EXCERPTED TEXT:

7. Use Automobile Equity
It is possible to use a vehicle as collateral for a loan. Because the loan is secured, the lender may be willing to make a loan with lower interest and a lower credit score requirement than a conventional personal loan.
The amount you can borrow will be limited by your equity, which is the current appraised value of your vehicle minus any money you still owe on it.
If you have a long-term car loan you may have limited equity: vehicles depreciate fast. Your lender may want to approve your insurance policy. Local lenders are likely to be your best bet.
Avoid title loans. These are short-term loans secured by a vehicle. They have extremely high interest rates, often over 300%. That’s too high to use for consolidating debt, or for anything else!
8. Consider a Peer-to-Peer Lender
Peer-to-peer lending is a relatively new option. Platforms link borrowers with individual investors who are willing to lend them money.
- You can apply online.
- The application process usually takes only a few days.
- More flexible credit criteria than traditional lenders.
- Borrowers with low credit scores may pay high interest rates.
- Peer-to-peer lending is not well regulated. Look into the platform’s reputation before closing a deal.
Peer-to-peer loans are similar to personal loans, but with a different type of lender.
When Should You Consolidate Your Credit Card Debt?
Is credit card consolidation the right move for you? Ask yourself these questions.
- Are you carrying balances on several cards?
- Is it hard to organize monthly payments?
- Have you missed payments or made late payments?
- Are you making minimum payments?
- Is it difficult to budget for credit card bills?
- Is your credit utilization high?
- Would a single monthly payment make life easier?
- Does one of the methods described above seem practical to you?
If you answered “yes” to more than two of those questions, consider credit card consolidation.
Before you start the debt consolidation process, here are some tips to make sure you’re making the best choices for your specific situation.
Credit card consolidation is a positive step, but there’s more to do. Start with the most important point.
Do not use your credit cards for anything but absolute essentials!
If you keep running up new charges you will be paying off both your consolidated debt and your new high-interest debt. That’s a one-way street to trouble.
Use your cards as little as possible and pay any balance on your cards on or before the due date.
A Few Other Useful Tips:
- Pay your consolidated debts on time. Late or missed payments will harm your credit and may risk your consolidation plan.
- Keep your credit card accounts open, unless you can’t resist the urge to use them. They will keep your credit utilization low and maintain your credit history.
- Build an emergency fund. Putting away even a few dollars a month will help. You won’t have to fall back on high-interest loans if you have unexpected needs.
- Set up a budget and stick to it.
- If you can’t control your spending, seek help. Talk to friends, family, a credit counselor, or a therapist.
Keep Track of Your Credit
You have a credit report with each of the three major credit reporting bureaus: Experian, Equifax and TransUnion. You’re entitled to a free copy of your report from each one every year.
You can request free credit reports through annualcreditreport.com. Read them carefully. Make sure your consolidation is reflected within three months.
It’s important to monitor these reports regularly. To qualify for the lowest rates, you’ll need to have excellent credit.
Many credit reports contain errors that can damage your credit score. Review this list of common credit report errors. Look for problems or signs of identity theft. If you find errors you can dispute them yourself. If you see accounts that don’t belong to you, hard inquiries you didn’t authorize, or other signs of identity theft, follow these steps.
One More Thing!
Credit card consolidation is not just a quick fix for a short-term debt problem. It’s an opportunity to change the way you manage money. That opportunity can help you build a better financial future that’s debt-free.

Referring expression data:

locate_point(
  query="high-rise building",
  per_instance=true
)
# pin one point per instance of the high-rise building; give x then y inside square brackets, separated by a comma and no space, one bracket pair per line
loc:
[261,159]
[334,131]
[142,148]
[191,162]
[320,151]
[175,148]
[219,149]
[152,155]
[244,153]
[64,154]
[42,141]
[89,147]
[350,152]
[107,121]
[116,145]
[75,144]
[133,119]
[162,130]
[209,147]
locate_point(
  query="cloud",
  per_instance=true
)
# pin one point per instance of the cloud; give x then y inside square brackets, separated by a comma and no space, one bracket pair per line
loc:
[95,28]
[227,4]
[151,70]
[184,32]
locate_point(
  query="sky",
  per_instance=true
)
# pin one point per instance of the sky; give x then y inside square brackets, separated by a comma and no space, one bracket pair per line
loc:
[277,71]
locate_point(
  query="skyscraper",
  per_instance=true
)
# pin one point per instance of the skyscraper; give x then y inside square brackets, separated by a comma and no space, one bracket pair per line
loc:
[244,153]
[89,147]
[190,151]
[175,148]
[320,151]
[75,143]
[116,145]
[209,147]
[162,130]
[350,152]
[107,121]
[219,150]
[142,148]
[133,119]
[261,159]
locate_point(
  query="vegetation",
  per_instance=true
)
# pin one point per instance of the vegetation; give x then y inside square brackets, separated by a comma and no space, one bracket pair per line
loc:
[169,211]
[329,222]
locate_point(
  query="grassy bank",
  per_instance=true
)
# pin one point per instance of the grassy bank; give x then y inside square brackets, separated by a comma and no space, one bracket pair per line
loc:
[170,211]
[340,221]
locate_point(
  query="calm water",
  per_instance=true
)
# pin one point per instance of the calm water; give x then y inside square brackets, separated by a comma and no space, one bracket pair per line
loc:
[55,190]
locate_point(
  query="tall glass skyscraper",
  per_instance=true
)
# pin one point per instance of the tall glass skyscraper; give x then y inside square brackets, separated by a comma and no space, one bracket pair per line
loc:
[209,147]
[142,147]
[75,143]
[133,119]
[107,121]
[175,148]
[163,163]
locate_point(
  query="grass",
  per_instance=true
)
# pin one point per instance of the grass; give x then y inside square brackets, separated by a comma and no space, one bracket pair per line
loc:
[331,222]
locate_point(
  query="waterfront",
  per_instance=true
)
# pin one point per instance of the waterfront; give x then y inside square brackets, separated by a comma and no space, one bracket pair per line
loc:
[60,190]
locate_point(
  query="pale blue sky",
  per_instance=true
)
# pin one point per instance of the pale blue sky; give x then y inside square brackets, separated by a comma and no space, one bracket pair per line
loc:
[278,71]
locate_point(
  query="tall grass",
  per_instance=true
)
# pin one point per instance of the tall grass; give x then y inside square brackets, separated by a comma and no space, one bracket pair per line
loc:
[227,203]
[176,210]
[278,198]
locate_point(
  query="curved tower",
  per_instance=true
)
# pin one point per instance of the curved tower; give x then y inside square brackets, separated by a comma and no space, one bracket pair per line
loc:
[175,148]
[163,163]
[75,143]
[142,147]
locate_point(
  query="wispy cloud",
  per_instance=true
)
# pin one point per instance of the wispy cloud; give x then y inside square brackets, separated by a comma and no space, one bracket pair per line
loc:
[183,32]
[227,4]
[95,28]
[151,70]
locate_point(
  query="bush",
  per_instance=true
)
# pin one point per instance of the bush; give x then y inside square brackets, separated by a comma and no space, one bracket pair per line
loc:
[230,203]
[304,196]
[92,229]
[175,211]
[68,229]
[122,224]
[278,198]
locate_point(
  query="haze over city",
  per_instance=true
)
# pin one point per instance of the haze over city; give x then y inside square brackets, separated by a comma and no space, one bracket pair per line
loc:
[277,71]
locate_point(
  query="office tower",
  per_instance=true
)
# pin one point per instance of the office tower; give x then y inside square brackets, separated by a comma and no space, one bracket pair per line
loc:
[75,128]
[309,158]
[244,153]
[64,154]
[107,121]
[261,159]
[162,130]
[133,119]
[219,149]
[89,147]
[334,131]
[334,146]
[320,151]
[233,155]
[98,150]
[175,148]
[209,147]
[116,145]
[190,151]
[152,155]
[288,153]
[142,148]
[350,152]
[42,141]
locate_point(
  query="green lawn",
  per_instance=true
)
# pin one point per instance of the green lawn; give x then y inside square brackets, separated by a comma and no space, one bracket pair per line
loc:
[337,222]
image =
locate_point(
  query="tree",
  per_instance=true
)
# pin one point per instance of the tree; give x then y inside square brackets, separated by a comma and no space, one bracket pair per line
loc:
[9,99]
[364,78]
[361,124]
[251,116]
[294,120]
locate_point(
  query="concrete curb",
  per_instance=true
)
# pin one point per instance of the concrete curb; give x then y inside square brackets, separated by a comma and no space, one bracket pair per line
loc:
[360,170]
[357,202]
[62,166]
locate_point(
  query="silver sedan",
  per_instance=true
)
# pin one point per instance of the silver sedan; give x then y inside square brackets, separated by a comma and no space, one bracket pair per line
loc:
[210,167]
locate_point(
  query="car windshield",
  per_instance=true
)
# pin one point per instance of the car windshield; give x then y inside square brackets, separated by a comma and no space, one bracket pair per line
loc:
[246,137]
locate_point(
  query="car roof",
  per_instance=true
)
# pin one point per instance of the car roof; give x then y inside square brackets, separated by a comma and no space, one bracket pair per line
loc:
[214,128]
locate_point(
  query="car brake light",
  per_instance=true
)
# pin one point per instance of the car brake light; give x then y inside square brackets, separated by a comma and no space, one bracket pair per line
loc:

EXERCISE AIM: Translate this sentence from the excerpt on credit card consolidation into Spanish: "The application process usually takes only a few days."

RESPONSE TO THE TASK: El proceso de solicitud suele tardar solo unos pocos días.